▶ WHAT YOU SHOULD DO
Convert the lines below, from the one containing "the gray lower" through the final line of the rows, inclusive, into a Markdown table with the columns No. and Text. Number each line and skip any blank lines.

++++++++++++++++++++

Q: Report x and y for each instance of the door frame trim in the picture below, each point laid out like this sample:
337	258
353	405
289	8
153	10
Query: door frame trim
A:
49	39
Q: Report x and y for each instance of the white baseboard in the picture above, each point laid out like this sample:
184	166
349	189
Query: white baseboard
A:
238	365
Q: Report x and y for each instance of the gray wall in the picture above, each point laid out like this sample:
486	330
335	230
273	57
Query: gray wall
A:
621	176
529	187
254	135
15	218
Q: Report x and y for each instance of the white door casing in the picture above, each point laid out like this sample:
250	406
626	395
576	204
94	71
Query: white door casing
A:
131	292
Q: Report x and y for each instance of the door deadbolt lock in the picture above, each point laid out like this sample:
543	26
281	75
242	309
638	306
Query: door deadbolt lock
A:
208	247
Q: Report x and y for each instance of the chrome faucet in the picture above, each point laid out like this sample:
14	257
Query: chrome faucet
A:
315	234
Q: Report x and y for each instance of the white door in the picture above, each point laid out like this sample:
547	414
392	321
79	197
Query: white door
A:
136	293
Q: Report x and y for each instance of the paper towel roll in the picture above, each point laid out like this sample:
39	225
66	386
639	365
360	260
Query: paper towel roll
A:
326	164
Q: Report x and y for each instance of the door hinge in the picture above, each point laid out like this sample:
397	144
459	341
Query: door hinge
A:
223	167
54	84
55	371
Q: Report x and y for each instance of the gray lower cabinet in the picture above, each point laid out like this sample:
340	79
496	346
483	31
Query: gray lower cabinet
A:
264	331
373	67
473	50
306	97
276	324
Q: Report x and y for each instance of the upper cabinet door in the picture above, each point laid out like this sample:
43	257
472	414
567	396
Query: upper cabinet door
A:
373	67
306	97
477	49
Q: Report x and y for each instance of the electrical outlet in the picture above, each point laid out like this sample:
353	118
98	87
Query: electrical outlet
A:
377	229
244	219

++++++++++++++++++++

▶ ANSWER
| No. | Text |
|---|---|
| 1 | Q: Report x and y for each instance of the gray lower cabinet in the picture above, each point laid out like this sample: |
| 2 | 340	79 |
| 3 | 496	346 |
| 4 | 483	31 |
| 5 | Query: gray lower cabinet |
| 6 | A: |
| 7 | 264	331 |
| 8 | 373	67 |
| 9 | 473	50 |
| 10 | 306	97 |
| 11 | 276	324 |
| 12 | Q: Report x and y for each instance of the upper cabinet door in the picture above, each point laid out like this sample: |
| 13 | 43	257 |
| 14 | 472	414 |
| 15 | 567	396 |
| 16 | Query: upper cabinet door |
| 17 | A: |
| 18 | 373	67 |
| 19 | 306	97 |
| 20 | 477	49 |
| 21 | Q: Report x and y for each instance of the electrical outlet in the picture above, each point laid out like this sample: |
| 22 | 353	118 |
| 23 | 98	87 |
| 24 | Query: electrical outlet |
| 25 | A: |
| 26 | 377	229 |
| 27 | 244	219 |